## SHORT PROBLEM A
Return the lines of the records, starting at the line that contains "Would you be able to show me where the golden" and ending at the line that contains "[637,23,713,525]", exactly as they stand, both lines included, and nothing else.

## EXCERPT PROVIDED
####
HALDANE CONDEMNS THE FOH PROPOSALS
WE CALL FOR SUPPORT OF ORGANISED NON-PARTICIPATION IN ALL PILOT COURTS
The Haldane Society condemns the (In)Flexible Operating Hours Proposals (“FOH”) for criminal and civil courts in England and Wales. We refuse to allow 6 months for the pilot scheme to wreak havoc on those most vulnerable at the Bar and those working in criminal firms or working as court support staff.
What is it?
The FOH pilot scheme seeks to extend court sitting hours, operating a shift system in some courts. Pilot schemes will operate for 6 months, beginning in September/October 2017. The proposed pilot courts are Newcastle and Blackfriars Crown Courts, Sheffield and Highbury Corner magistrates' courts, Brentford County Court, and Manchester Civil Justice Centre. Crown Courts will sit from 9am, with a second shift from 2pm to 6pm. Civil courts will sit until 7pm and magistrates’ courts until 8.30pm.
Why We Oppose FOH
Criticisms of the scheme have been raised by the Bar Council, the Law Society, the Criminal Bar Association and the Criminal Law Solicitors Association amongst others. Chairman of the Bar, Andrew Langdon QC, has noted that working the proposed hours would be 'almost impossible' for those with childcare responsibilities. As these duties continue to fall disproportionately on women, female members of the Bar are likely to see the biggest impact on their practice.
####
## SHORT PROBLEM B
Retype the passage of the statement on court sitting hours starting at "What is it?" and ending at "courts until 8.30pm.", keeping every word and mark unchanged.

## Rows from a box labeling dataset
####
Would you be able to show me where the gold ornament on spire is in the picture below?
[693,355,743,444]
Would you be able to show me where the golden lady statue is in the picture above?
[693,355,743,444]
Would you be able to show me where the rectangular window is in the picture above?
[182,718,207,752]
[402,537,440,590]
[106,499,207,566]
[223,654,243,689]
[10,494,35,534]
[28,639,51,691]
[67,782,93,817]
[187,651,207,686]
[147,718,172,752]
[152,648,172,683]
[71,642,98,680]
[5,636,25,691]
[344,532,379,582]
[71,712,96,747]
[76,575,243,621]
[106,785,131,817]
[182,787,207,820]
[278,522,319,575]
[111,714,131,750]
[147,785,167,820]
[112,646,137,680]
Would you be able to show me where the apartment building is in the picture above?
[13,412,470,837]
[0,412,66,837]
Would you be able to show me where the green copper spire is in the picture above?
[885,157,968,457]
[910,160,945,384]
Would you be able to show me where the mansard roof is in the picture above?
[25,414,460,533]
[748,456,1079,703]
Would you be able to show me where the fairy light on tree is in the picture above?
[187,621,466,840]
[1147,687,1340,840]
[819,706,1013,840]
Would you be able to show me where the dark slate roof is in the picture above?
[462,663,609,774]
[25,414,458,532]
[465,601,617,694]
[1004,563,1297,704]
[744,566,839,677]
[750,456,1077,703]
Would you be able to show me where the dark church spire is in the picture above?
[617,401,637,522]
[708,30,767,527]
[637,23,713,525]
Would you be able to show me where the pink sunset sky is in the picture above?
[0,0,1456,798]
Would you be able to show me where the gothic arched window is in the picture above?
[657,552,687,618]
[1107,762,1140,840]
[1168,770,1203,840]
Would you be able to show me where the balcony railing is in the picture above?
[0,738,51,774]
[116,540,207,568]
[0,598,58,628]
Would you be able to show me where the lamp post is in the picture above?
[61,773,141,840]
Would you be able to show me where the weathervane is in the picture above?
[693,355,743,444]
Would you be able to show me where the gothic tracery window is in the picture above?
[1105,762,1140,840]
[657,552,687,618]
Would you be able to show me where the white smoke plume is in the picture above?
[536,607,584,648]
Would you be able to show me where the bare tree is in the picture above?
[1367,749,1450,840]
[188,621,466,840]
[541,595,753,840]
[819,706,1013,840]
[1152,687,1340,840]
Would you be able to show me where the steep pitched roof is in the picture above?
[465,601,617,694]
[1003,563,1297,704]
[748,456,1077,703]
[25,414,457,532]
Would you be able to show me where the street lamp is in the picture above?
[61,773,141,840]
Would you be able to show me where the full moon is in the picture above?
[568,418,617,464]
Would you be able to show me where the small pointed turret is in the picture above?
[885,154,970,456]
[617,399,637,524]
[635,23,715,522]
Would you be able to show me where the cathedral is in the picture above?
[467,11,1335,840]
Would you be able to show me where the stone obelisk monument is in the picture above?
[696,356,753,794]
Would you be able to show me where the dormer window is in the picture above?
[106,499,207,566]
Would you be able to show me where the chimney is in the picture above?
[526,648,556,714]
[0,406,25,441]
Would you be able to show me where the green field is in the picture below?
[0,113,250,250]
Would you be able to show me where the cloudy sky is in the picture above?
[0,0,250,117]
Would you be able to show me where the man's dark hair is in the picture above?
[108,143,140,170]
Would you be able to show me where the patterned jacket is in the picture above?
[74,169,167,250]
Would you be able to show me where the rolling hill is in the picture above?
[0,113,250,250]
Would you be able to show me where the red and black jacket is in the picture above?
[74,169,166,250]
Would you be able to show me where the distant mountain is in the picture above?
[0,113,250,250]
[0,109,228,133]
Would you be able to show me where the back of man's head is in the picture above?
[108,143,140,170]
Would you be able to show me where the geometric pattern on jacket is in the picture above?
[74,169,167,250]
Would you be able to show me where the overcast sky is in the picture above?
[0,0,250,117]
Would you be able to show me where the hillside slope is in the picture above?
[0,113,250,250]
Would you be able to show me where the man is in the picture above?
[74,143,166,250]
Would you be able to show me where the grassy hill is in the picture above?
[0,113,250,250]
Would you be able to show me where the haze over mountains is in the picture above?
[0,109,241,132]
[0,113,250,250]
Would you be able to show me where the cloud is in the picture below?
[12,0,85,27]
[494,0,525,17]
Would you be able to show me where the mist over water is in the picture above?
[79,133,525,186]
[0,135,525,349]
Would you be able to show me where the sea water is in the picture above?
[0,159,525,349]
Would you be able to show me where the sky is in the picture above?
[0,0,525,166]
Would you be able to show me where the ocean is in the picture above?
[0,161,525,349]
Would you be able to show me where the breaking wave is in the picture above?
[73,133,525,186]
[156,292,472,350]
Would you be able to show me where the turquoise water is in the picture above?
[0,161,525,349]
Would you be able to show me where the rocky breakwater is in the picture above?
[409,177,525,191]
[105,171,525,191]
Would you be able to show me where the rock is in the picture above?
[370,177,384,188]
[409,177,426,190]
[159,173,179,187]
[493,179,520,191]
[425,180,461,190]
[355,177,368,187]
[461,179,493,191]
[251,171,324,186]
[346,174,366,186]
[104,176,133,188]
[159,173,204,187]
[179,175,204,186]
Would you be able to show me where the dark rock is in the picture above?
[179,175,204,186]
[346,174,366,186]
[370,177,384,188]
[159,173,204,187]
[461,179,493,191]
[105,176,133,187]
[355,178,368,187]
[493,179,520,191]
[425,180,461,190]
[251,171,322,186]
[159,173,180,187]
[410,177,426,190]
####
## FINAL RESULT A
Would you be able to show me where the golden lady statue is in the picture above?
[693,355,743,444]
Would you be able to show me where the rectangular window is in the picture above?
[182,718,207,752]
[402,537,440,590]
[106,499,207,566]
[223,654,243,689]
[10,494,35,534]
[28,639,51,691]
[67,782,93,817]
[187,651,207,686]
[147,718,172,752]
[152,648,172,683]
[71,642,98,680]
[5,636,25,691]
[344,532,379,582]
[71,712,96,747]
[76,575,243,621]
[106,785,131,817]
[182,787,207,820]
[278,522,319,575]
[111,714,131,750]
[147,785,167,820]
[112,646,137,680]
Would you be able to show me where the apartment building is in the picture above?
[13,412,470,837]
[0,412,66,837]
Would you be able to show me where the green copper spire is in the picture above?
[885,157,968,457]
[910,160,945,384]
Would you be able to show me where the mansard roof is in the picture above?
[25,414,460,533]
[748,456,1079,703]
Would you be able to show me where the fairy light on tree is in the picture above?
[187,621,466,840]
[1147,687,1340,840]
[819,706,1013,840]
Would you be able to show me where the dark slate roof is in the picture above?
[462,663,609,774]
[25,414,458,532]
[465,601,617,694]
[1004,563,1297,704]
[744,566,839,677]
[750,456,1077,703]
Would you be able to show me where the dark church spire is in the picture above?
[617,401,637,522]
[708,30,767,527]
[637,23,713,525]

## FINAL RESULT B
What is it?
The FOH pilot scheme seeks to extend court sitting hours, operating a shift system in some courts. Pilot schemes will operate for 6 months, beginning in September/October 2017. The proposed pilot courts are Newcastle and Blackfriars Crown Courts, Sheffield and Highbury Corner magistrates' courts, Brentford County Court, and Manchester Civil Justice Centre. Crown Courts will sit from 9am, with a second shift from 2pm to 6pm. Civil courts will sit until 7pm and magistrates’ courts until 8.30pm.